#### Phrase grounding data
• • • • • • •

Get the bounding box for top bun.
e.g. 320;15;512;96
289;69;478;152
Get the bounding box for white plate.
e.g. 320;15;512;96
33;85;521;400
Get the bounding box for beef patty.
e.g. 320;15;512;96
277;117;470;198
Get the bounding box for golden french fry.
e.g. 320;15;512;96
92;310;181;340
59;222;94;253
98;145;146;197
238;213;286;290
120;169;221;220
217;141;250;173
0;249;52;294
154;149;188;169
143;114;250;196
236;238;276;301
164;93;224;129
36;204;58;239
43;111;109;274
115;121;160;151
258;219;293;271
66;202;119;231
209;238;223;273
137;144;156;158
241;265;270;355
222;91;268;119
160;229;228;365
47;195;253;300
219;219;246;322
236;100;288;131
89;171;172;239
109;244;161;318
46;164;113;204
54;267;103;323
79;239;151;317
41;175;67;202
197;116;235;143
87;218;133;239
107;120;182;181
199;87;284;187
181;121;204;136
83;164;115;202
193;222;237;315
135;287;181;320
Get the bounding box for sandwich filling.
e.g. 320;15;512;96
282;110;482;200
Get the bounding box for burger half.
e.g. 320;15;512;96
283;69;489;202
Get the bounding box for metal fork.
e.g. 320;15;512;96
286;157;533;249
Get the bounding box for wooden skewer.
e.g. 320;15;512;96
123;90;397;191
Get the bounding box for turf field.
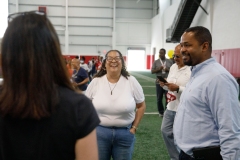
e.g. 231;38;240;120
130;71;169;160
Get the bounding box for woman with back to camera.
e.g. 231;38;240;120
86;50;146;160
0;11;99;160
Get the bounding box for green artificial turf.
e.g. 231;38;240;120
142;86;156;95
130;71;170;160
144;96;158;113
132;115;169;160
130;71;156;79
137;81;156;86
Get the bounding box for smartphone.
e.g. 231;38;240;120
157;76;168;83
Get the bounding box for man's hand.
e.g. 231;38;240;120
151;66;164;74
72;82;79;87
159;81;165;87
159;66;164;71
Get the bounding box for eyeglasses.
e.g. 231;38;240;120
8;11;45;23
106;56;122;62
173;55;181;59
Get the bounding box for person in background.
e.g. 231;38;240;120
65;57;73;79
0;11;99;160
173;26;240;160
91;57;97;77
88;58;93;81
96;56;103;73
71;58;89;94
151;48;173;117
86;50;146;160
80;56;89;73
159;44;191;160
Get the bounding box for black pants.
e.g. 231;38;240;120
179;151;195;160
156;83;167;114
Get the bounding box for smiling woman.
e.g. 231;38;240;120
86;50;146;160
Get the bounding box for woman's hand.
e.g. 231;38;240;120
131;101;146;135
72;82;79;87
130;127;136;134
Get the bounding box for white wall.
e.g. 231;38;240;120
115;0;153;56
8;0;154;57
152;0;240;55
8;0;239;58
192;0;240;50
151;0;180;59
0;1;8;38
210;0;239;50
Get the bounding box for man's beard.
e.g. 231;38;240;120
183;54;193;66
160;57;165;60
184;59;192;66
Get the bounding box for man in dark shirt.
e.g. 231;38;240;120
71;58;89;93
151;48;173;116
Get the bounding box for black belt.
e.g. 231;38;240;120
180;150;195;160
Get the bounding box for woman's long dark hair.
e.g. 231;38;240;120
94;50;130;79
0;13;74;119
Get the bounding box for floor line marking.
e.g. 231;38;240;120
144;112;159;115
130;72;156;82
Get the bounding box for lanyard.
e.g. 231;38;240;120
159;59;166;66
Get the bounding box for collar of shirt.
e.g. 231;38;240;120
178;65;189;71
191;57;215;77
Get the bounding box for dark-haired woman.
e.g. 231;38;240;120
86;50;146;160
0;11;99;160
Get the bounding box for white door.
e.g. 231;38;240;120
127;50;145;71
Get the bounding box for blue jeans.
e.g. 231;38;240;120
161;109;179;160
96;125;135;160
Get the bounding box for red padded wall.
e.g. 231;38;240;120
146;54;154;69
63;55;126;64
212;48;240;78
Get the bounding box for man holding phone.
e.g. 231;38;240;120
151;48;173;117
159;44;191;160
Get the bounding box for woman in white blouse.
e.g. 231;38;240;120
159;44;191;160
86;50;146;160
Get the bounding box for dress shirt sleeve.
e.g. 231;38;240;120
178;67;191;93
166;65;173;82
178;86;185;93
207;74;240;160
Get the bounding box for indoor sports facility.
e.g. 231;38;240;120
0;0;240;160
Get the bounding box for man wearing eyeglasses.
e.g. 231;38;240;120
159;44;191;160
151;48;173;117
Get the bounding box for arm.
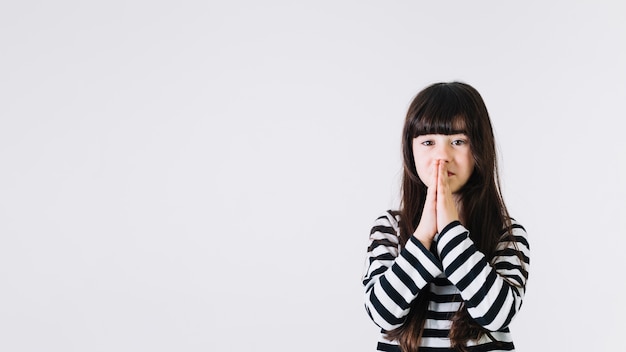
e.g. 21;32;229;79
435;220;530;331
362;211;443;331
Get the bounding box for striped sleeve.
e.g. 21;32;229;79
435;220;530;331
362;211;443;331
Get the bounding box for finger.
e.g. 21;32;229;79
432;160;439;192
435;161;459;231
437;160;448;194
425;161;437;205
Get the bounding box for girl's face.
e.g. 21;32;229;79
412;133;475;193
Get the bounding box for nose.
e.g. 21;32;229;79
433;144;451;162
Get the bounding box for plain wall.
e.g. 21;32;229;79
1;1;625;351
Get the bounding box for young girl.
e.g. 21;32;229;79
362;82;530;352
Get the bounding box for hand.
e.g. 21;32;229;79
436;161;459;233
413;160;438;248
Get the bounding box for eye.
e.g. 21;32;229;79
452;139;468;146
421;140;434;146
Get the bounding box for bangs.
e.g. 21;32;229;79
412;113;468;137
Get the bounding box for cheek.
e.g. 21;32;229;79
412;146;433;186
414;159;432;186
468;161;476;175
464;153;476;174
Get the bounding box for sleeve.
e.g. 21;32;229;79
362;211;444;331
435;220;530;331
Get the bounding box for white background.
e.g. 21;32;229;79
1;1;625;351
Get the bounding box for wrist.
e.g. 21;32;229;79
413;230;434;250
438;220;462;238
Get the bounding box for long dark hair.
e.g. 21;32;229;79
386;82;514;351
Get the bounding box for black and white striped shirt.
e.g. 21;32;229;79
362;210;530;351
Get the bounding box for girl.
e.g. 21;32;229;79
362;82;530;352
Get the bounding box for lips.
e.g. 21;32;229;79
447;172;455;176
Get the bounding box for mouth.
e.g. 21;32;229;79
447;172;455;177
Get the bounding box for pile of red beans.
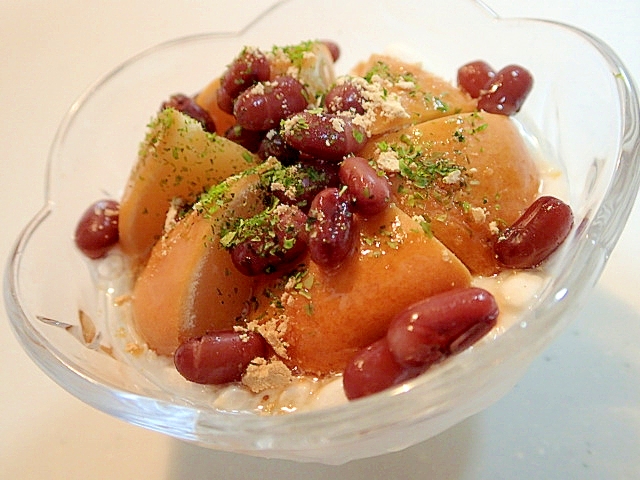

• • • • • • •

#### Work required
Your copy of the records must be exact and must contain no pictures.

#### Solution to this exercise
Get the bounding box for top bun.
e.g. 320;15;512;96
289;69;478;152
Get the bounding box for white plate.
e.g. 320;15;512;96
33;85;521;400
Get the bounding box for beef patty.
e.g. 320;15;512;96
277;117;470;198
Get the bounding box for golden french fry.
e.g. 320;15;512;96
92;310;181;340
59;222;94;253
98;145;146;197
238;213;286;290
120;169;221;220
217;141;250;173
0;249;52;294
154;149;188;169
143;114;250;196
236;238;276;301
164;93;224;129
36;204;58;239
43;111;109;274
115;121;160;151
258;219;293;271
66;202;119;231
209;238;223;273
137;144;156;158
241;265;270;355
222;91;268;119
160;229;228;365
47;195;253;300
219;219;246;322
236;100;288;131
89;171;172;239
109;244;161;318
46;164;113;204
54;267;103;323
79;239;151;317
41;175;67;202
197;116;235;143
87;218;133;239
107;120;182;181
199;87;284;187
181;121;204;136
83;164;115;202
193;222;237;315
135;287;181;320
Get the bounding box for sandwich filling.
e.g. 320;15;512;96
282;110;482;200
Get the bounding box for burger half.
e.g. 320;15;512;96
283;69;489;202
Get the bounding box for metal fork.
e.g. 320;15;512;96
286;157;533;249
Get the bounding box for wooden skewer.
e.g. 320;15;512;96
123;90;397;191
Get the bounding box for turf field.
e.g. 231;38;240;120
130;71;169;160
Get the bounding box for woman with back to camera.
e.g. 231;38;240;120
86;50;146;160
0;11;99;160
Get the bounding box for green artificial turf.
e.g. 231;38;240;120
142;86;156;95
130;71;170;160
144;96;158;113
132;115;169;160
130;71;156;79
137;81;156;86
Get the bounding box for smartphone.
e.g. 231;38;240;120
157;76;168;83
Get the bounding box for man's hand.
e.g. 231;38;240;120
151;66;164;74
72;82;79;87
159;81;165;87
159;66;164;71
Get the bounding box for eyeglasses.
e.g. 231;38;240;120
8;11;45;23
106;56;122;62
173;55;181;59
Get the bounding box for person in background.
e.g. 231;38;240;120
65;57;73;79
0;11;99;160
173;26;240;160
91;57;97;77
88;58;93;81
96;56;103;73
71;58;89;94
151;48;173;117
86;50;146;160
80;56;89;73
159;44;191;160
Get the bounding box for black pants.
e.g. 231;38;240;120
179;151;195;160
156;83;167;114
Get the bounding box for smiling woman.
e.g. 231;38;240;120
86;50;146;160
Get the bounding box for woman's hand.
e.g. 231;38;240;120
131;101;146;135
72;82;79;87
130;127;136;134
Get the bounding box for white wall.
e.g. 231;38;240;120
115;0;153;56
8;0;154;57
152;0;240;55
8;0;239;58
192;0;240;50
151;0;180;59
0;1;8;38
210;0;239;50
Get the bounding box for man's beard.
e.g. 231;38;240;120
183;54;193;66
160;57;165;60
184;59;192;66
Get the bounding box for man in dark shirt.
e.g. 231;38;240;120
71;58;89;93
151;48;173;116
Get the bounding box for black belt.
e.g. 231;38;240;120
180;150;195;160
Get the bounding box for woman's long dark hair.
e.g. 231;38;240;120
94;50;130;79
0;13;74;119
Get the bounding box for floor line marking.
e.g. 231;38;240;120
144;112;159;115
130;72;156;82
Get the bounding box for lanyard.
e.g. 231;38;240;120
159;59;166;66
Get the bounding box for collar of shirt.
e.g. 231;38;240;120
178;65;189;71
191;57;215;77
Get the bounding box for dark-haired woman.
e.g. 231;38;240;120
86;50;146;160
0;11;99;160
Get the bounding box for white door.
e.g. 231;38;240;120
127;50;145;71
Get the bounding box for blue jeans.
e.g. 231;38;240;120
161;109;179;160
96;125;135;160
Get the bounding box for red padded wall.
e.g. 231;38;240;120
146;54;154;69
63;55;126;64
212;48;240;78
Get the bounding box for man holding phone.
e.g. 231;38;240;120
151;48;173;117
159;44;191;160
Get the bounding box for woman in white blouse.
e.g. 231;38;240;120
159;44;191;160
86;50;146;160
Get the bounding box for dress shirt sleeve.
e.g. 231;38;240;120
178;67;191;93
166;65;173;82
178;86;185;93
207;74;240;160
Get the bounding box for indoor sports facility.
e.g. 231;38;240;120
0;0;240;160
Get the bounding box for man wearing eyeglasses.
e.g. 231;38;240;120
159;44;191;160
151;48;173;117
Get the bounding box for arm.
e.g. 21;32;229;79
435;220;530;331
362;211;443;331
Get the bounding box for striped sleeve.
e.g. 21;32;229;79
435;220;530;331
362;211;443;331
Get the bounding box for finger.
e.g. 21;32;229;79
432;160;439;192
435;161;459;231
437;160;448;194
425;161;437;205
Get the bounding box for girl's face.
e.g. 21;32;229;79
412;133;475;193
Get the bounding box for nose.
e.g. 21;32;229;79
433;144;451;162
Get the bounding box for plain wall.
e.g. 21;32;229;79
1;1;625;351
Get the bounding box for young girl.
e.g. 21;32;229;79
362;82;530;352
Get the bounding box for hand.
e.g. 21;32;229;79
436;161;459;233
413;160;438;248
Get the bounding box for eye.
e.g. 21;32;229;79
452;139;468;146
421;140;434;146
Get the bounding box for bangs.
e.g. 21;32;229;79
412;113;468;137
Get the bounding box for cheek.
e.g. 21;32;229;79
412;146;433;186
414;159;432;186
468;161;476;175
464;153;476;174
Get the bounding box for sleeve.
e.g. 21;32;229;79
362;211;444;331
435;220;530;331
Get the bounding box for white background.
e.g. 21;32;229;79
1;1;625;351
Get the bounding box for wrist.
e.g. 21;32;229;79
413;230;434;250
438;220;462;238
Get the bounding box for long dark hair.
e.g. 21;32;229;79
386;82;514;351
Get the bounding box for black and white striped shirt.
e.g. 21;32;229;79
362;210;530;351
Get the bounding box for girl.
e.g. 21;32;229;79
362;82;530;352
Get the bounding box for lips.
e.g. 21;32;229;79
447;172;455;176
Get the bounding box for mouth.
e.g. 21;32;229;79
447;172;455;177
Get the bounding box for pile of red beans.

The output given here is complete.